--- Objetivos ---
(a) Indica si cada afirmación concuerda con el texto sobre la verdad en la pareja y responde sí o no, citando literalmente las palabras del texto que lo deciden: (i) La cita inicial sostiene que toda verdad pasa por tres etapas antes de ser reconocida. (ii) Los psicólogos coinciden en que existe un escenario ideal para ambos. (iii) El texto considera normal dejar de sentir algo por la pareja.
(b) Según el texto sobre la verdad en la pareja, ¿de qué dependen las variaciones en los conceptos que tenemos sobre la ética?
(c) Enumera todo aquello de lo que ambas partes son conscientes en el panorama que, según el texto sobre la verdad en la pareja, podría parecernos utópico.

--- Extracto del texto ---
------------------------------------------------------------------------

“Toda verdad pasa por tres etapas antes de ser reconocida. En la primera es ridiculizada. En la segunda genera una violenta oposición. En la tercera resulta aceptada como si fuera algo evidente”.
Arthur Schopenhauer
El domingo pasado abordamos dos posibles escenarios cuyo contexto refería entre mentir y decir la verdad dentro de la relación de pareja, la historia contaba una ruptura entre Ernesto y Cristina, en el que en el primer supuesto Ernesto decide aplicar el “no eres tú soy yo”, ocultándole a su pareja que ya no siente lo mismo por ella, pues se ha enamorado de alguien más; el segundo marco describe la franqueza empleada en las palabras de Ernesto para expresarle a Cristina que desea terminar. Concluíamos que si bien no tiene nada de malo dejar de sentir algo por quien es nuestra pareja, porque pasa y es normal, no se justifica la forma en la que se expresan las verdades o se ocultan las mismas.
Surgen un par de preguntas: ¿Cuál sería el escenario ideal para ambos? Y ¿Por qué la verdad nos asusta? Regresé con los expertos para poder darle respuesta a lo anterior. Los psicólogos coinciden en que no existe un escenario ideal, pues los conceptos que tenemos sobre la ética varían de acuerdo a nuestra crianza y experiencia de vida, y lo que para algunos podría ser adecuado, para otros podría ser catastrófico. Sin embargo, explican que podría existir un panorama, que podría parecernos utópico, en el que ambas partes están conscientes que uno no le pertenece al otro y viceversa, que las cosas a veces se acaban y no es culpa de nadie que el sentimiento se termine y que los seres humanos somos cambiantes. Para que estas emociones puedan ser asimiladas y entendidas en pareja, debería existir la confianza y seguridad de poder expresar sentimientos con absoluta libertad, en todo momento y en este caso específico desde el instante en el que uno sienta que la relación se va agotando y menguando. Si aplicamos lo anterior, el engaño no tendría cabida.
Escenario utópico
—Ernesto, siento que desde hace tiempo nuestra relación ya no es la misma, ¿percibes lo mismo?
—Sí, ambos hemos cambiado y nuestros caminos van tomando rumbos distintos. También me he dado cuenta que empiezo a tener sentimientos por otra persona. Lo siento.

------------------------------------------------------------------------

--- Extractos de líneas ---
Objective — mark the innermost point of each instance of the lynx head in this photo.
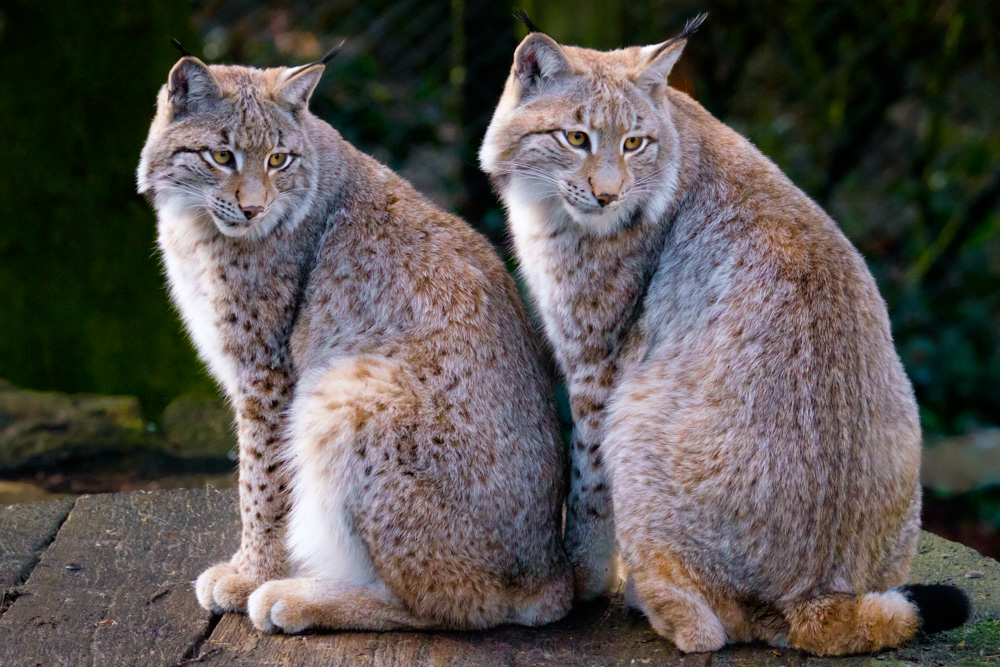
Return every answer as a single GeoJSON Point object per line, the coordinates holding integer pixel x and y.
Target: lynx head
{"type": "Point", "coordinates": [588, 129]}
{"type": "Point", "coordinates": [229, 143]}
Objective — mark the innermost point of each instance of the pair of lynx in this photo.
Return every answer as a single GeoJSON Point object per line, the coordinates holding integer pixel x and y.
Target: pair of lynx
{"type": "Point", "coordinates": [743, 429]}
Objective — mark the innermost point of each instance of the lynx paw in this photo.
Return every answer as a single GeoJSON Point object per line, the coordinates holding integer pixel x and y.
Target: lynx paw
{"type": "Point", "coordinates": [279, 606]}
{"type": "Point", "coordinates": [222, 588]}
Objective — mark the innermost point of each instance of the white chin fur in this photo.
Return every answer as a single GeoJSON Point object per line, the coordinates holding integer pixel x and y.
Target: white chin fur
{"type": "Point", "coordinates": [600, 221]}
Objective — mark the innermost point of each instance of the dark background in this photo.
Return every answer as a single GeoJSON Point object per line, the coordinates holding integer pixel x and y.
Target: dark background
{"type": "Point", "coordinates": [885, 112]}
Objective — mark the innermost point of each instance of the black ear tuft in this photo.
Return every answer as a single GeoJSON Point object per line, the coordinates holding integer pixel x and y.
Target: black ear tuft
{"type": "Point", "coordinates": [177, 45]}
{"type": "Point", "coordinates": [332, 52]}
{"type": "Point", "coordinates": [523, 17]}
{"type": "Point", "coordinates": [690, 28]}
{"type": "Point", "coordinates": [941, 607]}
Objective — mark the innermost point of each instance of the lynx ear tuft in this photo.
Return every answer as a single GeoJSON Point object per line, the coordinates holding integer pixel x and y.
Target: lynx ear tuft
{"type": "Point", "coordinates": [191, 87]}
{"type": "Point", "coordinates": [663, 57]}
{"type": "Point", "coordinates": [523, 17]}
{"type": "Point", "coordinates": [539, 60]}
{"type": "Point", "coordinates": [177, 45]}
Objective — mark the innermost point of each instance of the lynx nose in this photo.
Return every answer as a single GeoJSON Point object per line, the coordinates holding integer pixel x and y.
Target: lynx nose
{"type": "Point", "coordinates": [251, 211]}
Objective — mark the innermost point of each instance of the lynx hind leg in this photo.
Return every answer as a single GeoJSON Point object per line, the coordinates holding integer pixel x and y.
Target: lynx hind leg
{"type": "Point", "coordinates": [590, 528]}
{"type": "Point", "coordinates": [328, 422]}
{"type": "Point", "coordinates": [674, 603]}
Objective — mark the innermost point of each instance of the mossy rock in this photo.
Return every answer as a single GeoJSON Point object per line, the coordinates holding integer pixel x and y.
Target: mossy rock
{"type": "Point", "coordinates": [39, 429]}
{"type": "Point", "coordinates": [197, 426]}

------------------------------------------------------------------------

--- Respuestas completas ---
(a)
(i) Sí: "Toda verdad pasa por tres etapas antes de ser reconocida".
(ii) No: "Los psicólogos coinciden en que no existe un escenario ideal".
(iii) Sí: "no tiene nada de malo dejar de sentir algo por quien es nuestra pareja, porque pasa y es normal".

(b) Varían de acuerdo a nuestra crianza y experiencia de vida.

(c)
- Uno no le pertenece al otro y viceversa.
- Las cosas a veces se acaban.
- No es culpa de nadie que el sentimiento se termine.
- Los seres humanos somos cambiantes.